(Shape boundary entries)
((

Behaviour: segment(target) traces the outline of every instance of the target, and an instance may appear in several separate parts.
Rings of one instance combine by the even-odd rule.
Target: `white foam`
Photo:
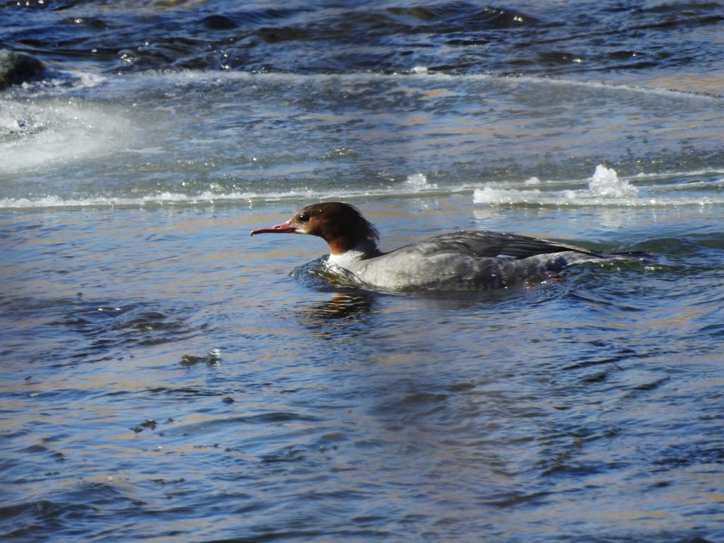
[[[417,191],[437,188],[437,185],[429,182],[427,177],[423,173],[408,175],[405,180],[405,185]]]
[[[2,101],[0,106],[5,111],[0,124],[12,132],[0,146],[0,174],[98,159],[130,140],[135,132],[122,114],[107,106],[56,99]]]
[[[589,190],[593,196],[604,198],[636,198],[639,195],[639,189],[626,180],[619,179],[615,169],[603,164],[596,167],[589,182]]]
[[[708,172],[708,171],[707,171]],[[692,172],[688,172],[692,174]],[[687,174],[687,172],[683,172]],[[658,177],[658,174],[654,174]],[[670,177],[678,177],[675,172]],[[635,179],[641,179],[636,176]],[[537,178],[533,178],[537,179]],[[523,182],[523,187],[541,183]],[[618,177],[616,171],[602,164],[596,167],[593,175],[586,180],[587,188],[565,188],[563,190],[539,190],[531,188],[500,188],[500,183],[489,182],[473,192],[473,201],[488,206],[710,206],[724,203],[724,196],[693,195],[681,197],[681,193],[687,190],[704,189],[711,190],[724,186],[724,180],[713,182],[694,182],[685,184],[652,185],[645,188],[642,194],[637,187],[632,185],[628,179]],[[544,186],[548,184],[542,183]],[[566,184],[582,185],[581,182]],[[560,186],[560,183],[556,184]],[[677,193],[676,195],[673,193]]]

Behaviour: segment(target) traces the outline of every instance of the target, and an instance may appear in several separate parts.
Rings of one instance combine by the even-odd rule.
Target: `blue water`
[[[0,537],[724,541],[724,4],[0,4]],[[643,260],[393,296],[479,228]]]

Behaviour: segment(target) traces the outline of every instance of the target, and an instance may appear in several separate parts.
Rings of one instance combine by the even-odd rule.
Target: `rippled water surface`
[[[719,2],[0,2],[0,537],[724,541]],[[319,200],[645,258],[330,285]]]

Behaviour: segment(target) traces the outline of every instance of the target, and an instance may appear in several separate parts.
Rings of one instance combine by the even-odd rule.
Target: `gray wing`
[[[434,256],[445,253],[458,256],[468,255],[474,258],[504,258],[520,260],[536,255],[573,251],[597,258],[605,256],[580,247],[539,240],[535,237],[502,234],[498,232],[463,230],[443,234],[425,241],[413,244],[416,251],[424,256]]]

))

▶ _EXERCISE GOAL_
Pick out and copy every line of the records that contains the word "water". Case counts.

▶ _CORRECT ANSWER_
Target: `blue water`
Target: `rippled water surface`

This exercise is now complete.